▶ _EXERCISE_
Pull out every line of the records that contains the string "light", keeping each line unchanged. Treat case as significant.

━━━ AVAILABLE RECORDS

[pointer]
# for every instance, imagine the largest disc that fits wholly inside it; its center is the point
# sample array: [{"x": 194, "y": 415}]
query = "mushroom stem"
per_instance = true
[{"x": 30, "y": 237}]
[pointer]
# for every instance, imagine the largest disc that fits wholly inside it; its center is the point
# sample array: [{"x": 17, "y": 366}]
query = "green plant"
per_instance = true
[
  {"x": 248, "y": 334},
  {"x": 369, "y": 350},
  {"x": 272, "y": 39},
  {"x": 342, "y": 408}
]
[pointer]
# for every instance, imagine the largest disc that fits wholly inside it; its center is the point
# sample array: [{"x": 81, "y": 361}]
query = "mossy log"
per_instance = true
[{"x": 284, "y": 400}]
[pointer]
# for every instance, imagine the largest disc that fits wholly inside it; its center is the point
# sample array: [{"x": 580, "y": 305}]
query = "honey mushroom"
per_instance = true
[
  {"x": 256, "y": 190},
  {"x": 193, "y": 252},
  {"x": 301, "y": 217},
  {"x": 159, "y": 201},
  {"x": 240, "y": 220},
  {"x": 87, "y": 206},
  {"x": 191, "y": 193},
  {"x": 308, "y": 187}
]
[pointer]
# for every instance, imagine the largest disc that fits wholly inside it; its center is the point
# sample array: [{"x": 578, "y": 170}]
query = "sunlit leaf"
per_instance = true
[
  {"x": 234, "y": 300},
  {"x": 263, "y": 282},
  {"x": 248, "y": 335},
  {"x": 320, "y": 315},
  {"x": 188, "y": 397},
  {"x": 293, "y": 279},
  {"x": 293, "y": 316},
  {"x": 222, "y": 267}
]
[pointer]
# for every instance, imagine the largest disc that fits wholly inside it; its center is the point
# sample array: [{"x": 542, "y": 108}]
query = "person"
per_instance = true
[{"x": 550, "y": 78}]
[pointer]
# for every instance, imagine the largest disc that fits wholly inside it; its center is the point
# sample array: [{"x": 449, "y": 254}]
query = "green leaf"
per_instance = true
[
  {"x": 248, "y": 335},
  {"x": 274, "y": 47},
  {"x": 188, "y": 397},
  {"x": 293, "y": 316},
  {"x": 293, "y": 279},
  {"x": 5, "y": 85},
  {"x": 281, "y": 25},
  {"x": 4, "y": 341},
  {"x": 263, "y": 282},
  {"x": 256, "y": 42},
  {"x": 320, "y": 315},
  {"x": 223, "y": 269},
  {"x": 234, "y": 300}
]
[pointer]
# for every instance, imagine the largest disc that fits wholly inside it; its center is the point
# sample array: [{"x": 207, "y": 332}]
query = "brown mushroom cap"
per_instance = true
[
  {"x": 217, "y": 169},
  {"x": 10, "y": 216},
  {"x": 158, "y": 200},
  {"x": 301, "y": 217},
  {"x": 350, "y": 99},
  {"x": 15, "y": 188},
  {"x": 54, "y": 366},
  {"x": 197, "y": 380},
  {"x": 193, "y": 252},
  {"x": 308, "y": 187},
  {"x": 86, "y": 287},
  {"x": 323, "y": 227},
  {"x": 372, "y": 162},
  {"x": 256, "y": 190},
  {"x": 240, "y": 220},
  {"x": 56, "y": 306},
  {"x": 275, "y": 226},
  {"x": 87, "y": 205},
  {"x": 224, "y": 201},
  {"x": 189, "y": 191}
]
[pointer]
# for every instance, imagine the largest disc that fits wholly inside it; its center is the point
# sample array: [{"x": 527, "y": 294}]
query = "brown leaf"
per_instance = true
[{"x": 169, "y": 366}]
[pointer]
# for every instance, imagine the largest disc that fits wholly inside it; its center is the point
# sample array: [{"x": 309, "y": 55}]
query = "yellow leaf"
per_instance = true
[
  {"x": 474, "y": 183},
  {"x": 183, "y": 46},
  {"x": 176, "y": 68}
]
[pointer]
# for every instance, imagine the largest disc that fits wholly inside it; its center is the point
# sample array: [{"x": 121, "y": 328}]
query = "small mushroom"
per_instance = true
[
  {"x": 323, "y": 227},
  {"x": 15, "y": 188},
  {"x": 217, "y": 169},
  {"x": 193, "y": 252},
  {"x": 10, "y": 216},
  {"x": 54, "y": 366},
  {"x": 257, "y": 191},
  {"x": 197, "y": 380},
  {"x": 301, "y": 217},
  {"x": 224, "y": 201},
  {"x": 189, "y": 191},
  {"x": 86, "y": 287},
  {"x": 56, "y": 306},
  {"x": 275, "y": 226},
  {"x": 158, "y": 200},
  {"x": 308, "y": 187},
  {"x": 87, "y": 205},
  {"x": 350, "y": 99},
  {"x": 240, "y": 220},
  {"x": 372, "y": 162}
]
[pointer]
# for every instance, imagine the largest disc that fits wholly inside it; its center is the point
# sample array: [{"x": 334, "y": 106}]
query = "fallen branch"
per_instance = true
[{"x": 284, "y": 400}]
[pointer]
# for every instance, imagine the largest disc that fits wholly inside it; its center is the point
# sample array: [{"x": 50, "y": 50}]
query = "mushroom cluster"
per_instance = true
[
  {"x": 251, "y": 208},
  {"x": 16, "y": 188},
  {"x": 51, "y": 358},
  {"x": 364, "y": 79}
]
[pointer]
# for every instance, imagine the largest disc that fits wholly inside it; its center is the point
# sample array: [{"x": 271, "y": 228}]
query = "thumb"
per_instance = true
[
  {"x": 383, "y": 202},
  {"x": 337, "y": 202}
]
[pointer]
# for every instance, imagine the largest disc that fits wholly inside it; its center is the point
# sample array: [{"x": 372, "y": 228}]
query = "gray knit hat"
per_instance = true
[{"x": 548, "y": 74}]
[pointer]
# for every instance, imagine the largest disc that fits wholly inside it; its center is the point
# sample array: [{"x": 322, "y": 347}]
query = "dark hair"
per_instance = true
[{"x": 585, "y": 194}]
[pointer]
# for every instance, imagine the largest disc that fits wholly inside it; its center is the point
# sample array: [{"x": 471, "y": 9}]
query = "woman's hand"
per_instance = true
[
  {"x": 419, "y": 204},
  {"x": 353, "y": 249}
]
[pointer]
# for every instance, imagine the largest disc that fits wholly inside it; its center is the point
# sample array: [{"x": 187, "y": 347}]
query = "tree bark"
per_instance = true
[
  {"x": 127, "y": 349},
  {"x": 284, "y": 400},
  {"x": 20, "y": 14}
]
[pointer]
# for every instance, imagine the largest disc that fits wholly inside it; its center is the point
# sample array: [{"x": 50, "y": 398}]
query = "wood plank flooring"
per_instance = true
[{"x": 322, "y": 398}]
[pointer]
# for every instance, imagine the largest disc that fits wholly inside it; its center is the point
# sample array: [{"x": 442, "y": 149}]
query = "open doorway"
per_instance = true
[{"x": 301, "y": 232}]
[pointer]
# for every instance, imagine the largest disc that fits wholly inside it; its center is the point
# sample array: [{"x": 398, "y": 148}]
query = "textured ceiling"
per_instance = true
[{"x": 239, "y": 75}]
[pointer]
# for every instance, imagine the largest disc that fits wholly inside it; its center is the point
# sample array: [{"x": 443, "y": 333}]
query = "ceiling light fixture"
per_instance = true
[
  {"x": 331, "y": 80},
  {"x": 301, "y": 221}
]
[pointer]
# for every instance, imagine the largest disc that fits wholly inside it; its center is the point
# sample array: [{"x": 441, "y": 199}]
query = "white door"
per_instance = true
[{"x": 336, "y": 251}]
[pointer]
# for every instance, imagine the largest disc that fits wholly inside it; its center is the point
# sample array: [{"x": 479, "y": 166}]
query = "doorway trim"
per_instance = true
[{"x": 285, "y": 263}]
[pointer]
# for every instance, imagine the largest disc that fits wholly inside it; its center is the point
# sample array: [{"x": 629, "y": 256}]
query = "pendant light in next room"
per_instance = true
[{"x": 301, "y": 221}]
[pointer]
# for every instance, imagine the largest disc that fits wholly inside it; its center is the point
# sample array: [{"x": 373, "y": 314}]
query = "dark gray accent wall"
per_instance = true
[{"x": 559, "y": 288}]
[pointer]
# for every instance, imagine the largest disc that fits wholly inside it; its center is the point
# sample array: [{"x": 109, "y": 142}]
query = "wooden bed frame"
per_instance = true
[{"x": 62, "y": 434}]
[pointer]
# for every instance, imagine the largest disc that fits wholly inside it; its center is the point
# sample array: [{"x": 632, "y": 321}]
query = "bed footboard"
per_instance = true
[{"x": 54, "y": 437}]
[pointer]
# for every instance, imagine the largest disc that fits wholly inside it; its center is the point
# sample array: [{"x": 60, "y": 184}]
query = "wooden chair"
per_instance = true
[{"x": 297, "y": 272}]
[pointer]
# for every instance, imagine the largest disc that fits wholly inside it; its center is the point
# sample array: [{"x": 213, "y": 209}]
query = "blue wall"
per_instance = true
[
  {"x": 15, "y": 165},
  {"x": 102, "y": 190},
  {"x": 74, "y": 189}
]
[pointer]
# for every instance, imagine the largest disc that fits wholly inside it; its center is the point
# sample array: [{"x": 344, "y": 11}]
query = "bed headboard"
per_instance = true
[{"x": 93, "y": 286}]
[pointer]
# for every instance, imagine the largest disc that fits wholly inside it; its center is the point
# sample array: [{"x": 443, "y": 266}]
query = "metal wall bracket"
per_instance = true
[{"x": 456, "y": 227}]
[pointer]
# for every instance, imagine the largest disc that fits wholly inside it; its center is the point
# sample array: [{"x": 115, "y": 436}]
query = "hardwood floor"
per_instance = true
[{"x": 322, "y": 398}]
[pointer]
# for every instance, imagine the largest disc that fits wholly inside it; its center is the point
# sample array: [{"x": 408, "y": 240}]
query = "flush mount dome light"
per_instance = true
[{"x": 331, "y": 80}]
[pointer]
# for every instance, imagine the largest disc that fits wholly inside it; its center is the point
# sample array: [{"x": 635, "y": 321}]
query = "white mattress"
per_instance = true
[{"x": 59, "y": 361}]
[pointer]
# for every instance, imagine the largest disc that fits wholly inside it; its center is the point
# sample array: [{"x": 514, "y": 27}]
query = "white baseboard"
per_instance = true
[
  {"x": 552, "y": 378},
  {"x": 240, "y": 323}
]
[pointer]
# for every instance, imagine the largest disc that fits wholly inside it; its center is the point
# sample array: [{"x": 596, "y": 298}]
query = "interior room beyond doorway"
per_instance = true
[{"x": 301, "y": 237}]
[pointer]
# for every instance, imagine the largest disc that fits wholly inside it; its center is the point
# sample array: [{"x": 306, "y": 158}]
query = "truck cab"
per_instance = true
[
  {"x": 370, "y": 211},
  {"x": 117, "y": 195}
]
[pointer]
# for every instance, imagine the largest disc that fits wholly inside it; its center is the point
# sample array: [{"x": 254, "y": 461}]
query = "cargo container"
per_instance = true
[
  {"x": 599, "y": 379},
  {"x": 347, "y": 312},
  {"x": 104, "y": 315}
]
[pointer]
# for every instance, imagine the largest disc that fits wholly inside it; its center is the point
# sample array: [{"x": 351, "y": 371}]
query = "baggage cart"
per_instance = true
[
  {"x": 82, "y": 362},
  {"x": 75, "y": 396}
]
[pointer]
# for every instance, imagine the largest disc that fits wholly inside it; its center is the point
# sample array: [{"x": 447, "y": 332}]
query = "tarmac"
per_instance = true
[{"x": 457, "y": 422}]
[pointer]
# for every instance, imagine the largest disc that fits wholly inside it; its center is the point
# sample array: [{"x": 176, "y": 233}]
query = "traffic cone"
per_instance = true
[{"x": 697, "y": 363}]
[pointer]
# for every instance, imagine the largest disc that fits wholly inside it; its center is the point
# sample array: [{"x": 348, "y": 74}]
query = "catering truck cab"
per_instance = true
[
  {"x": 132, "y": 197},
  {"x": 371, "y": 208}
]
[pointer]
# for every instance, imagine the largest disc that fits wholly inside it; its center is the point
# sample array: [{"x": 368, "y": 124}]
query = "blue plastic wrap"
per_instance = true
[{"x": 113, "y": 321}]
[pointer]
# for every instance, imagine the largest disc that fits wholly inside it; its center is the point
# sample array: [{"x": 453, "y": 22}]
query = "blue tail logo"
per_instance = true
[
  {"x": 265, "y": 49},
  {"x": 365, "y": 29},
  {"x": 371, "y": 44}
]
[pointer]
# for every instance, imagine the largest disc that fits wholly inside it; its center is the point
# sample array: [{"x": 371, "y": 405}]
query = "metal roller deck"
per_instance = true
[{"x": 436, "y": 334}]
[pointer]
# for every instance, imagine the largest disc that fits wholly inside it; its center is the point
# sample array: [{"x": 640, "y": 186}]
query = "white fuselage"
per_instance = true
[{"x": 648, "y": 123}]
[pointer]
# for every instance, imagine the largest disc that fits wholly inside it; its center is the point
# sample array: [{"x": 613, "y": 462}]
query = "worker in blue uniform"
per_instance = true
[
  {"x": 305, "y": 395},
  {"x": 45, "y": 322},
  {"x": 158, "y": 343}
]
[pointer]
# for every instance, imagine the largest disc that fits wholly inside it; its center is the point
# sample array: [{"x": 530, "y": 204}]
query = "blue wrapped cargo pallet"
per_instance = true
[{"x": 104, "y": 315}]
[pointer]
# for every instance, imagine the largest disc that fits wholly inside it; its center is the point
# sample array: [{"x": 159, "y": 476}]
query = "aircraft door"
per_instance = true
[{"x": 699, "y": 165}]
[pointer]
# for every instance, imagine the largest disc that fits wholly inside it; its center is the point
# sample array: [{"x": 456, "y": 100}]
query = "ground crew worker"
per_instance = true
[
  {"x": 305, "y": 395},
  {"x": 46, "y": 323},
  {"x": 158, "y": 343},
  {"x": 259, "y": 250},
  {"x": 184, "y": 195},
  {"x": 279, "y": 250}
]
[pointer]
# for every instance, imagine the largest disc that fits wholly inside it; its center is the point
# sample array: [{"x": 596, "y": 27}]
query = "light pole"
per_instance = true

━━━━━━

▶ _ANSWER BELOW_
query = "ceiling light fixture"
query = "pendant light in next room"
query = "flush mount dome light"
query = "light pole"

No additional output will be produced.